* _WHAT TO WORK ON_: Output the line containing "Annotation task — locate each instance of the stained" and all subsequent lines of the listing below, copied exactly, with no other lines.

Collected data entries
# # # #
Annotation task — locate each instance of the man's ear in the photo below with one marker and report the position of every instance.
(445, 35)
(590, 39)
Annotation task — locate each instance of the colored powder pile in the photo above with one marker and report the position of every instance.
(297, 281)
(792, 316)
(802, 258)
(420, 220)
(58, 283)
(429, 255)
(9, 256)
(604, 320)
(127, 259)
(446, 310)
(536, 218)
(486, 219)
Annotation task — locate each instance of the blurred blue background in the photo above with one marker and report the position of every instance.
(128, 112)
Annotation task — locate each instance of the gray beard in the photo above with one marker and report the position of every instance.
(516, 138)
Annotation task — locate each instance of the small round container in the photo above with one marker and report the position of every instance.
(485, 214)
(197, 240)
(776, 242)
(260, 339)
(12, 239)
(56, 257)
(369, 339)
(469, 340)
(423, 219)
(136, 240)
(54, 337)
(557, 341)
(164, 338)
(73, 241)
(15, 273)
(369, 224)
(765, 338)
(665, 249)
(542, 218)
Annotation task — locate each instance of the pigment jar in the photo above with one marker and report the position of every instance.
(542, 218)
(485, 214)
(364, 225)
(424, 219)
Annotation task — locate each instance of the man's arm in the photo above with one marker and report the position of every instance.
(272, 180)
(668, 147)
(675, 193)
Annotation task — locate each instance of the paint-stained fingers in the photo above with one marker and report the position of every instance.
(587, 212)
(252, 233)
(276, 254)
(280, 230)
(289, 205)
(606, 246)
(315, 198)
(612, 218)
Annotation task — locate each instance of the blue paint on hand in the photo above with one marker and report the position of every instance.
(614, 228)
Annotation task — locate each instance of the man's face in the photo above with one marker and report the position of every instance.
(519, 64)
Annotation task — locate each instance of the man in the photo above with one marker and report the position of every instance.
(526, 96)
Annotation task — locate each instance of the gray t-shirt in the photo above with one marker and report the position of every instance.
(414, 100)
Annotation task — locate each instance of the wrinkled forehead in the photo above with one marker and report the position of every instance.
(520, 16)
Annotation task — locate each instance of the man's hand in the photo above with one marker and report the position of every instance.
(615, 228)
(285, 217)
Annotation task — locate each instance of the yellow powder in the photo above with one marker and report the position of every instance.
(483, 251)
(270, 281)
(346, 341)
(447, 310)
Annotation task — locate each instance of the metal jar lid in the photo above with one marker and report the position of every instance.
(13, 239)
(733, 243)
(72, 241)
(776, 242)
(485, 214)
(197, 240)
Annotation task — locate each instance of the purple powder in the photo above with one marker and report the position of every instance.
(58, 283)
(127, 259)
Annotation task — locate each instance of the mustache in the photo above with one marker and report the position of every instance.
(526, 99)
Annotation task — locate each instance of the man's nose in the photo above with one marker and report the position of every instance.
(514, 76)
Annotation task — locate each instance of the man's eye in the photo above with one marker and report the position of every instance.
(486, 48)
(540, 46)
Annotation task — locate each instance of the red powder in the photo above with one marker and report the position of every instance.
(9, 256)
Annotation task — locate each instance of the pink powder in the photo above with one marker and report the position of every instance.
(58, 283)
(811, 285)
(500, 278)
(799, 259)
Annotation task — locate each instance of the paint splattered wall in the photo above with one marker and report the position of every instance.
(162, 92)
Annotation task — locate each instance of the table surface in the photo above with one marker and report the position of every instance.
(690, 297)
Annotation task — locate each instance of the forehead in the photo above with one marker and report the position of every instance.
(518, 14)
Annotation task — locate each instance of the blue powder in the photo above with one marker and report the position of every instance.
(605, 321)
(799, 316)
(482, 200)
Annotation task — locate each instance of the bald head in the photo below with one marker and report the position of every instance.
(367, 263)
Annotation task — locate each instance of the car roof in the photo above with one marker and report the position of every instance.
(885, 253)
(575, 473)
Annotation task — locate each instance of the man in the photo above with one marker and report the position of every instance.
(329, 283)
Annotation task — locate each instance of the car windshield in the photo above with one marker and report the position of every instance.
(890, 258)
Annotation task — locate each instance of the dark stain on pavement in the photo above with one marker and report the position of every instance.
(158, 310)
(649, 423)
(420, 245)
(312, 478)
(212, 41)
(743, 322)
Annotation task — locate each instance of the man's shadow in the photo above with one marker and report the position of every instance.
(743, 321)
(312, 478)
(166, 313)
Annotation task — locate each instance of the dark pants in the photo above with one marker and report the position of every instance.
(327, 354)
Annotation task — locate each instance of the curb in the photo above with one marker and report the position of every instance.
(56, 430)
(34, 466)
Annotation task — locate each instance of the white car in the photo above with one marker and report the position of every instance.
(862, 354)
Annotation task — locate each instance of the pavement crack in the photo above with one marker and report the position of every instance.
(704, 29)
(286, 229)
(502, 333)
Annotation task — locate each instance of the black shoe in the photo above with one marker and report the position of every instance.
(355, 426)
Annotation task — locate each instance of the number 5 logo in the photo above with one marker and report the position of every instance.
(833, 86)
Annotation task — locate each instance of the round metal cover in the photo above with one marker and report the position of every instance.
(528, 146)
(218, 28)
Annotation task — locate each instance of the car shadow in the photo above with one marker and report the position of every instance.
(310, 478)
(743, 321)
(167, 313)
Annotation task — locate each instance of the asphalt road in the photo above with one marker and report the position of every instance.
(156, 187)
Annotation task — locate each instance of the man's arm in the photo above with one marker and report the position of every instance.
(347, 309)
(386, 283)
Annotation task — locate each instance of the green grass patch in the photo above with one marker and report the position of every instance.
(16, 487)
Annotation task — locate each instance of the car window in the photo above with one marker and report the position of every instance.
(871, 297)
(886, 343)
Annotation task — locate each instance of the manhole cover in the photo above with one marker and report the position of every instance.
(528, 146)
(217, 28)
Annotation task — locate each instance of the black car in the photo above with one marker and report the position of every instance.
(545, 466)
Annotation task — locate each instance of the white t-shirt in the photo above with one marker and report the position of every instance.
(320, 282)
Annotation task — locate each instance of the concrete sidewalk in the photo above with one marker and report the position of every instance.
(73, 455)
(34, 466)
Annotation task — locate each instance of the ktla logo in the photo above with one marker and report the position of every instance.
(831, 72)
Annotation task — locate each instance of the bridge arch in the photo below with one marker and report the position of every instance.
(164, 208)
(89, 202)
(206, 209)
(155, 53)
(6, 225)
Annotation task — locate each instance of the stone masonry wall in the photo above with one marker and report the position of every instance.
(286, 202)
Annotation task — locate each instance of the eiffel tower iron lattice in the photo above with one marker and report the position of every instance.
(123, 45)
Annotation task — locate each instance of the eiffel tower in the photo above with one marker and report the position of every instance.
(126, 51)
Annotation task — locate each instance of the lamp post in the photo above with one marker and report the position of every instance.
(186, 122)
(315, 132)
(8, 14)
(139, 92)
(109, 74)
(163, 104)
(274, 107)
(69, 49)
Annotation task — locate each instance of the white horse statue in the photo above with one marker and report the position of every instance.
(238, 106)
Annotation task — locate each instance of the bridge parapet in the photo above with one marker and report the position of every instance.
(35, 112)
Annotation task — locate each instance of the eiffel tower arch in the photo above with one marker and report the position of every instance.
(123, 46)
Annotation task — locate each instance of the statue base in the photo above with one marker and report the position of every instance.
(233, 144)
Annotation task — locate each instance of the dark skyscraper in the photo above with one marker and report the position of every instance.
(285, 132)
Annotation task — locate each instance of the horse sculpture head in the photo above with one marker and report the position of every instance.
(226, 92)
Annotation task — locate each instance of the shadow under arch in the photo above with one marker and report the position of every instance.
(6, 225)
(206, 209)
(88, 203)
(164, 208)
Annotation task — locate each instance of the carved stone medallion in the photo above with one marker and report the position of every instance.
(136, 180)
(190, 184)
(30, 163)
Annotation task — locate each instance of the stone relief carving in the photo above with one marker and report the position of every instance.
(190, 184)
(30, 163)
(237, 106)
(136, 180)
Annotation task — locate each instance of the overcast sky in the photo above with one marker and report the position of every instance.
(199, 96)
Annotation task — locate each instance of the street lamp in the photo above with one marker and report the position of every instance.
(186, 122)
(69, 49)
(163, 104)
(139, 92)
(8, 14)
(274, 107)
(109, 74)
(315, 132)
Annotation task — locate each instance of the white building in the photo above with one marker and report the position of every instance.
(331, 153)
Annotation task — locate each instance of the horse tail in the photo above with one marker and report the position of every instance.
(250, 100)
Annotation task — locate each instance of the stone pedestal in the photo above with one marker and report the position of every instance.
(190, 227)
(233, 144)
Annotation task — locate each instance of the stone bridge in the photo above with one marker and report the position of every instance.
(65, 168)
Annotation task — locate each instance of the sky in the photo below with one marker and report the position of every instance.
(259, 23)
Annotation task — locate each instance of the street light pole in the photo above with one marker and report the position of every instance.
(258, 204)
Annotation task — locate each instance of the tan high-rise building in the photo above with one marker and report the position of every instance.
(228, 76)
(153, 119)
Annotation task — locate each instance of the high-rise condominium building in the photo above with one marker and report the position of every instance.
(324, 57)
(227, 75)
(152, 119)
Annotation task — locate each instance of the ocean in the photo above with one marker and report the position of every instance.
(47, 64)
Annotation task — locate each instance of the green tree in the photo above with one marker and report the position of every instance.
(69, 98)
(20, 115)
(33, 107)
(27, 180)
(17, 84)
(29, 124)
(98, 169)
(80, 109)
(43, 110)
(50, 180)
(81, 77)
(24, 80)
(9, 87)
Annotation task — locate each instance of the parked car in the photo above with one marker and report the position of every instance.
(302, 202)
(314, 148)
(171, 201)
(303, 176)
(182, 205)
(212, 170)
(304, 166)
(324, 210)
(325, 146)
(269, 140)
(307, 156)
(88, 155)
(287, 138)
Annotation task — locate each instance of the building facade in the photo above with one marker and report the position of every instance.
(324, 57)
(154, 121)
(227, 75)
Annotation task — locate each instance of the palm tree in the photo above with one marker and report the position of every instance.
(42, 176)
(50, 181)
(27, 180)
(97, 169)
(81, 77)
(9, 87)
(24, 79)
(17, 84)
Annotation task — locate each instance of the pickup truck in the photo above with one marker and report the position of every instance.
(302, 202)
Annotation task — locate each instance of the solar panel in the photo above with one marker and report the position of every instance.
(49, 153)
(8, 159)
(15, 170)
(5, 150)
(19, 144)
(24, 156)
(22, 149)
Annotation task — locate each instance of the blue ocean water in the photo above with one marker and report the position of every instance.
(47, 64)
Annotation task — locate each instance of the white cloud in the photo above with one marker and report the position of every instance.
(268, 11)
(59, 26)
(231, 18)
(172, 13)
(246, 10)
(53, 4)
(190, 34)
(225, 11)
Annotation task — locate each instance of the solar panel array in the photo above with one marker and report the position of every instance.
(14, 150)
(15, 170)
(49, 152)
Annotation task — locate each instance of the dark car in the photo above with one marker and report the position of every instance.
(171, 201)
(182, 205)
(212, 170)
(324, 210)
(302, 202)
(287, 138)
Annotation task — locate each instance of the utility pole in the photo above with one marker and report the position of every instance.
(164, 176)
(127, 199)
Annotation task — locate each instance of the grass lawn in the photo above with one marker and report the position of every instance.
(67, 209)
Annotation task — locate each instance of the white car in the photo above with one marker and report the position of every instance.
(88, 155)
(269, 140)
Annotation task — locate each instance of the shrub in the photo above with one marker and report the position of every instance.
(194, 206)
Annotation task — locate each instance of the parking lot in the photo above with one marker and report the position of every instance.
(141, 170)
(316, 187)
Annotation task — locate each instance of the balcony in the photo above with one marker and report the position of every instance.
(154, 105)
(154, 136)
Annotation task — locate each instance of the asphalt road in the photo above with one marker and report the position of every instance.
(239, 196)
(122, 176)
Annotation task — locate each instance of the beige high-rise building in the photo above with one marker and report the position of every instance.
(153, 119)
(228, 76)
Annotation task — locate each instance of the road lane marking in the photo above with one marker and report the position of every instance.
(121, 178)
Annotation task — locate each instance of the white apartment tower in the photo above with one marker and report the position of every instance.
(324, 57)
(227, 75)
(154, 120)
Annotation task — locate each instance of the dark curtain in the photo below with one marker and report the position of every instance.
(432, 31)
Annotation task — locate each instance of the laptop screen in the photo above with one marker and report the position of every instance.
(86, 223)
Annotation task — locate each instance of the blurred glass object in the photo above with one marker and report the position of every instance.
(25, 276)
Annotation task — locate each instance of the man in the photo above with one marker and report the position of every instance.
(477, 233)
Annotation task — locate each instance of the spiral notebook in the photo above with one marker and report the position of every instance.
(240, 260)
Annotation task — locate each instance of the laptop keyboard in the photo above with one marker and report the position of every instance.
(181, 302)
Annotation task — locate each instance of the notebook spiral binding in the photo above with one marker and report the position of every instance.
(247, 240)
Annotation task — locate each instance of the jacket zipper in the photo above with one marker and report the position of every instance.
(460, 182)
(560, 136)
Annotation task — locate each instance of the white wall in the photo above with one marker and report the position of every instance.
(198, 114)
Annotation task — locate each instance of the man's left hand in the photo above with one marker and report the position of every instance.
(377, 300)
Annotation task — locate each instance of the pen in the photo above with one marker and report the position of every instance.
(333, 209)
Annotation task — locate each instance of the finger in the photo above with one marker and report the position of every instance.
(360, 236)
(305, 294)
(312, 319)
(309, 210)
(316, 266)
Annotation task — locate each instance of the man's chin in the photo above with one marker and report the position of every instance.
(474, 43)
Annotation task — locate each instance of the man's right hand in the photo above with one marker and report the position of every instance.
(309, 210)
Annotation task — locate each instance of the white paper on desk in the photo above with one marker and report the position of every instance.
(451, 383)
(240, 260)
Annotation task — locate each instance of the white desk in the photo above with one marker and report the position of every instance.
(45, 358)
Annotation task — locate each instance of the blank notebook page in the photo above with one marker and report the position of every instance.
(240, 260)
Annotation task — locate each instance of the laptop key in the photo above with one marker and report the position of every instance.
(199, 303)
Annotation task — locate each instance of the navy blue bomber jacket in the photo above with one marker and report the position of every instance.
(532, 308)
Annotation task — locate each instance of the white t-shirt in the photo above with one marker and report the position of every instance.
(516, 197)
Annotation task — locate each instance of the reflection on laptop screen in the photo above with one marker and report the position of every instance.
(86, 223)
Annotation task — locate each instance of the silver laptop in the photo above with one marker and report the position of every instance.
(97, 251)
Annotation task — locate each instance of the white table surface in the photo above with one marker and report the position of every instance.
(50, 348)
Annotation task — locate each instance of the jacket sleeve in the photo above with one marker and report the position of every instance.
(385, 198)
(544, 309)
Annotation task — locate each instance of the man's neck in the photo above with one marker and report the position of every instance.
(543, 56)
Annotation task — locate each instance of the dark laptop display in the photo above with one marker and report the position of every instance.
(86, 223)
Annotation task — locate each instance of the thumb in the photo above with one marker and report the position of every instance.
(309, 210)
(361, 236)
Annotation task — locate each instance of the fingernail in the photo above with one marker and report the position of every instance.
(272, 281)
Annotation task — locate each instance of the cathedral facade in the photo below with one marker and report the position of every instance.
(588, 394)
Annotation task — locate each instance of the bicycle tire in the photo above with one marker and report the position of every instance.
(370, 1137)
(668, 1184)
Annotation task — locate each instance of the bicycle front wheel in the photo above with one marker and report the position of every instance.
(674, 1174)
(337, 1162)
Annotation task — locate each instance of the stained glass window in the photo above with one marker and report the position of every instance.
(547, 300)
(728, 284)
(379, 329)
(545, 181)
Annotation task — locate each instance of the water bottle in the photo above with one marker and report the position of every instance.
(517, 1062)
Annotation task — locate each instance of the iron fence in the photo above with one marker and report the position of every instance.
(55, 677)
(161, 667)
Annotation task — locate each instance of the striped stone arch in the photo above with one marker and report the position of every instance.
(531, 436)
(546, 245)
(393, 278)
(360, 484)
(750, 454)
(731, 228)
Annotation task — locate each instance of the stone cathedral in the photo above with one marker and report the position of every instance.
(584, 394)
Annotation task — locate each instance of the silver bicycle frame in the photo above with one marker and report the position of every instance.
# # # #
* _SOLUTION TO THIS PROBLEM_:
Annotation task — locate each instance of the stained glass window in the photo above with one marker and report the position of every instance.
(547, 300)
(728, 284)
(379, 329)
(545, 181)
Annotation task — locate each instance of the water bottle in the photo above with one marker and report the position of every instance.
(517, 1062)
Annotation task — locate each instance of the iron fence in the photo above with one marker and report the position of every instance.
(55, 677)
(161, 667)
Annotation task — locate each instance of the striped stone arch in the photo above with one marker and report the position of every instance.
(531, 436)
(546, 245)
(393, 278)
(360, 484)
(750, 454)
(731, 228)
Annotation task — locate each instance of the stone cathedral in the photo above with one marker and report the position of every instance.
(584, 394)
Annotation task — locate each instance of the silver bicycle frame in the photo above with one marker and report the position of every instance.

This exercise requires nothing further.